Work to do | Quote the lines word for word, from the very first line through the line with "[91, 100, 104, 112]", including that line.

Input material |

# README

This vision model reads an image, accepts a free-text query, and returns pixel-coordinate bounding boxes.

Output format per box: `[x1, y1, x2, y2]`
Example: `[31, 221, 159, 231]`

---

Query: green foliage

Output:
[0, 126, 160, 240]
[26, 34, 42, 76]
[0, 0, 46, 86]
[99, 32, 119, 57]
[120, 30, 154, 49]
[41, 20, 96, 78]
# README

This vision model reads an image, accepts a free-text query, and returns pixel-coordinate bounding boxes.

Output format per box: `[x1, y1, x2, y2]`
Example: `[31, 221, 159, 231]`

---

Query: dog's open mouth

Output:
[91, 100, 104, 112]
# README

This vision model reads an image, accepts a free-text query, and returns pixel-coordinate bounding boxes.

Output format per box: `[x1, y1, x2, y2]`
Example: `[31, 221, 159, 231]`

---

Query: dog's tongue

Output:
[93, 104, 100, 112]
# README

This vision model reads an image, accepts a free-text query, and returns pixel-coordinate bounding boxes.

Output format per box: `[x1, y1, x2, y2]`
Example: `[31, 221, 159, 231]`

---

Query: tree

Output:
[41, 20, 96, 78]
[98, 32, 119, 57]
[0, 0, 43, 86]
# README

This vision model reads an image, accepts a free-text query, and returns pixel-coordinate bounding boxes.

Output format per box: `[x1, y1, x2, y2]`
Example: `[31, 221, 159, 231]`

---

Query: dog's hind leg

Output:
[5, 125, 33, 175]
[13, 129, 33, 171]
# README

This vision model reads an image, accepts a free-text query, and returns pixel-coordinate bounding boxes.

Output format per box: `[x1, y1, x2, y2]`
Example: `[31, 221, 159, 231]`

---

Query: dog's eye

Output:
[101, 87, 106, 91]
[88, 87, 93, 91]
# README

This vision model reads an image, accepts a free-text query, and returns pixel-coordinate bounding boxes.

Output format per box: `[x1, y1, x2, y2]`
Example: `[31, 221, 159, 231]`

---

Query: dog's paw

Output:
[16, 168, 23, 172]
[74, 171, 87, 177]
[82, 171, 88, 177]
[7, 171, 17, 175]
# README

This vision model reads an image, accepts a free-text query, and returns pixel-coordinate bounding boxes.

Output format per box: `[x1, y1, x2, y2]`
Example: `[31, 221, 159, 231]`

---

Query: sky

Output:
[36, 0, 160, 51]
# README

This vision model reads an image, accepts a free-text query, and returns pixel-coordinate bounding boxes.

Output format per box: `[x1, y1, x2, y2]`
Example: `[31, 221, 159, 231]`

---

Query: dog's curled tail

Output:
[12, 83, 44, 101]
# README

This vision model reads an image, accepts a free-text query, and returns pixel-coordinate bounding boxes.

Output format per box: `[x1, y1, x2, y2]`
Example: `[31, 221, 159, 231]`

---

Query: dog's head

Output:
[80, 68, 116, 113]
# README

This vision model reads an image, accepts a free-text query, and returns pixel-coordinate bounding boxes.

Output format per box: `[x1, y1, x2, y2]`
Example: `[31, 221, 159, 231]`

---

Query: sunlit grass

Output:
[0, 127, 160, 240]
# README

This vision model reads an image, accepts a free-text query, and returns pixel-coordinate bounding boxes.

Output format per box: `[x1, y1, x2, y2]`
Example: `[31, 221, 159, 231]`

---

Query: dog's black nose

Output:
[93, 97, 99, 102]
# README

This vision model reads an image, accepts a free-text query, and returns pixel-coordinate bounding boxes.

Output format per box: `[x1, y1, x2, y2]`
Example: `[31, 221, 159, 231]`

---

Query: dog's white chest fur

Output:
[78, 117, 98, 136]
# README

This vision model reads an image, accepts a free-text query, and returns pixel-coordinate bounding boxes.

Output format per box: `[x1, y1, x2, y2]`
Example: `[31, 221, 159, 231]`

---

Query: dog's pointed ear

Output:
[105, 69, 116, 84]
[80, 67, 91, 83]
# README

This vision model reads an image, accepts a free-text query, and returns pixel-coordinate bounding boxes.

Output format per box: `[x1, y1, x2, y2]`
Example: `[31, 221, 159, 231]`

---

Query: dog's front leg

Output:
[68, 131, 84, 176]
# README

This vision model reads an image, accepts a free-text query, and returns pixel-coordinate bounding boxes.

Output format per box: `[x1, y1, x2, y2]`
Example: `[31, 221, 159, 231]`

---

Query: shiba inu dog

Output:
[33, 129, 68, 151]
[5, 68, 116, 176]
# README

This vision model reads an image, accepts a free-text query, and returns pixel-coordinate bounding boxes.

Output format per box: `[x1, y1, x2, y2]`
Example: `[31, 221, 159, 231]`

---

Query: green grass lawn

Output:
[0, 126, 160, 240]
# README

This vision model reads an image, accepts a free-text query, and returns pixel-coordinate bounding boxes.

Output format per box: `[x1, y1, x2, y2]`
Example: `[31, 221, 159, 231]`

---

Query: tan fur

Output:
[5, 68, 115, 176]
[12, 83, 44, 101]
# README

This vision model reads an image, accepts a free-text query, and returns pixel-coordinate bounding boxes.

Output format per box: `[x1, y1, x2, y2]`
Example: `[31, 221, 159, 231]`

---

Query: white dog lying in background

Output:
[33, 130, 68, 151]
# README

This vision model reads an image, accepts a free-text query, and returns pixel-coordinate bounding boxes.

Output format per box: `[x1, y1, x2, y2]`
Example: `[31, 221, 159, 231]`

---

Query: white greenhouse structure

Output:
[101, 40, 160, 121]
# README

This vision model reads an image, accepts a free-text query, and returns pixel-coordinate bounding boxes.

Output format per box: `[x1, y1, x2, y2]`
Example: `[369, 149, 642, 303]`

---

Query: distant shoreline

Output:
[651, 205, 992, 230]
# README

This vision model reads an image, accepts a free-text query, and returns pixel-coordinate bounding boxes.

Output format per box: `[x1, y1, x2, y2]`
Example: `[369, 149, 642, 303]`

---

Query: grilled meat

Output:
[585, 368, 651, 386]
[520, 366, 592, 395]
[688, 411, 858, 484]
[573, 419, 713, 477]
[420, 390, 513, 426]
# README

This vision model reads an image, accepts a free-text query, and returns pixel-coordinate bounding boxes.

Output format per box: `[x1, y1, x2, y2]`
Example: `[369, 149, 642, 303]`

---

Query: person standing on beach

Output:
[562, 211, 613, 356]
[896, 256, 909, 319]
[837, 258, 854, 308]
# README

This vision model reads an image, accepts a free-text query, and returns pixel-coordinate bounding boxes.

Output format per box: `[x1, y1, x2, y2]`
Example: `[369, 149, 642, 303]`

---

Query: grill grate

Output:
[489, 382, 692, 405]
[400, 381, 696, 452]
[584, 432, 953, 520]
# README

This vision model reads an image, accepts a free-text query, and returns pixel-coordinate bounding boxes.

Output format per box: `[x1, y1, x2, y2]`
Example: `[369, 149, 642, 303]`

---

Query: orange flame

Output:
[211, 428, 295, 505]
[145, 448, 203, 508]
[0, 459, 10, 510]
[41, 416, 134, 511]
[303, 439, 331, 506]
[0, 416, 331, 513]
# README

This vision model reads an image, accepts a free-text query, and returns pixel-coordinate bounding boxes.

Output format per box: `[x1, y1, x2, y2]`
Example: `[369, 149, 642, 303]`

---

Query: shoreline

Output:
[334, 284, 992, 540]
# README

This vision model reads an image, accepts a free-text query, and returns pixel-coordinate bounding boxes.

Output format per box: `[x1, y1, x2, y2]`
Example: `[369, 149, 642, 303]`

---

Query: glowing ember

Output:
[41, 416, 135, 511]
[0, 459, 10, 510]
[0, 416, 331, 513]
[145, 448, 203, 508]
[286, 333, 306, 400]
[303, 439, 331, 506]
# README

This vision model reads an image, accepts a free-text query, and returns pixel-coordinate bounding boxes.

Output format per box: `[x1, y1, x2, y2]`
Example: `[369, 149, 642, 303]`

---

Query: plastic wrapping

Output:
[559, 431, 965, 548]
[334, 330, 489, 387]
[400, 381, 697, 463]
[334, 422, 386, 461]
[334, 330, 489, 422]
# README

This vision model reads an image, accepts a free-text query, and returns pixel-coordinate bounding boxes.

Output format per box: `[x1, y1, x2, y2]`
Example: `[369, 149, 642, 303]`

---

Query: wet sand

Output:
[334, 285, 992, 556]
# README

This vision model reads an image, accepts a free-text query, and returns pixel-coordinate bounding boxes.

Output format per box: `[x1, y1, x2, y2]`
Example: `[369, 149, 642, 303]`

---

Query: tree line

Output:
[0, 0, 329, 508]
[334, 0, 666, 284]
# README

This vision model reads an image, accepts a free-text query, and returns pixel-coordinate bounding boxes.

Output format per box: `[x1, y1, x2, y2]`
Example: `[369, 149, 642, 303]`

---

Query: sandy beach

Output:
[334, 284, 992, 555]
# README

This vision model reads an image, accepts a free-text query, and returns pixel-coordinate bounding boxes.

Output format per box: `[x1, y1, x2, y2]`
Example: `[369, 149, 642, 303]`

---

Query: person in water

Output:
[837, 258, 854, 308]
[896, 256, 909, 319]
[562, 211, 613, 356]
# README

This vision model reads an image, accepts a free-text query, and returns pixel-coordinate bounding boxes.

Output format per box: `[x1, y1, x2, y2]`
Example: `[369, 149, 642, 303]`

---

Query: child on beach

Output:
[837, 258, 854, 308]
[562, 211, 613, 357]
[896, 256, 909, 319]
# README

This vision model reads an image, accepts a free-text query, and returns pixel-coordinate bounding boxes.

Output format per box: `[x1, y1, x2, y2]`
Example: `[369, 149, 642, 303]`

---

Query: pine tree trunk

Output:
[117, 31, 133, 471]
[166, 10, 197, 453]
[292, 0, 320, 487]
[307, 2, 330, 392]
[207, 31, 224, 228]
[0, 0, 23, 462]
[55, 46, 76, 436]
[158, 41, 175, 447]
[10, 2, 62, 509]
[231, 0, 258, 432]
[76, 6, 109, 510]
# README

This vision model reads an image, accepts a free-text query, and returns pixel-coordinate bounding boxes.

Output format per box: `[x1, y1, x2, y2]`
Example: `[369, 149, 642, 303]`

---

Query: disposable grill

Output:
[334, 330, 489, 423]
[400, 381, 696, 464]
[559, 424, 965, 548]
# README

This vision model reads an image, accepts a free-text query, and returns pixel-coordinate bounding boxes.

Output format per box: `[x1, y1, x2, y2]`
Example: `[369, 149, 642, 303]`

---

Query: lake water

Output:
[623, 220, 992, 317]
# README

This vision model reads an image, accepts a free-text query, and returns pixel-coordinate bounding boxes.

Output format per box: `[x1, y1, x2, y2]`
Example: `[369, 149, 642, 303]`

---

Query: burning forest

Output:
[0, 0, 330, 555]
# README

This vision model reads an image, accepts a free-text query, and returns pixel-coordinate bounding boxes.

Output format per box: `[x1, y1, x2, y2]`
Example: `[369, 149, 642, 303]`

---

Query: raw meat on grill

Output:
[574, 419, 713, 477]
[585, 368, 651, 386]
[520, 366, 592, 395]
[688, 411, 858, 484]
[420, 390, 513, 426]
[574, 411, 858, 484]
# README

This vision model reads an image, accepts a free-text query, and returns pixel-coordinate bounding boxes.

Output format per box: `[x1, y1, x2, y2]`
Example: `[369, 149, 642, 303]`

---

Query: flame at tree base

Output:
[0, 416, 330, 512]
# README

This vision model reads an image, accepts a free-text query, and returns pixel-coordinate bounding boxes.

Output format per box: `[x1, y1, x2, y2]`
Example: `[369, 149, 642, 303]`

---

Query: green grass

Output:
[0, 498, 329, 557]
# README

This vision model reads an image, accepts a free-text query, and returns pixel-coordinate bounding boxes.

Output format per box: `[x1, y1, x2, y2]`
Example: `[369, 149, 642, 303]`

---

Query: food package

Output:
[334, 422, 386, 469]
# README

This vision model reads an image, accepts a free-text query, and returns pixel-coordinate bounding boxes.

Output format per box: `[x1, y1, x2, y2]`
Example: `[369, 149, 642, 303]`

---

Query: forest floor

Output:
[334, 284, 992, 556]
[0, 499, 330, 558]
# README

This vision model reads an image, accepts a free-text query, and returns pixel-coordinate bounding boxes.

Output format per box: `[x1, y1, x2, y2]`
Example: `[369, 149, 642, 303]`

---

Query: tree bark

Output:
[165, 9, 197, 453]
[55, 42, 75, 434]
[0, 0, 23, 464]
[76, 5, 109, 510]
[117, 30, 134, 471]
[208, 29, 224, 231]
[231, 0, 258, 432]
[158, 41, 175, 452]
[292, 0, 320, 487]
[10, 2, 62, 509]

Output of the exercise |
# README

This vision model reads an image, accepts a free-text query, and returns pixel-coordinate bounding boxes.

Output format per box: `[x1, y1, x2, y2]`
Example: `[31, 221, 159, 231]`

---

Query: green foliage

Output:
[0, 126, 160, 240]
[26, 34, 42, 76]
[0, 0, 46, 86]
[99, 32, 119, 57]
[120, 30, 154, 49]
[41, 20, 96, 78]
# README

This vision model reads an image, accepts a free-text query, and returns pixel-coordinate bounding boxes.

Output format per box: `[x1, y1, x2, y2]`
Example: `[31, 221, 159, 231]`

---

Query: dog's open mouth

Output:
[91, 100, 104, 112]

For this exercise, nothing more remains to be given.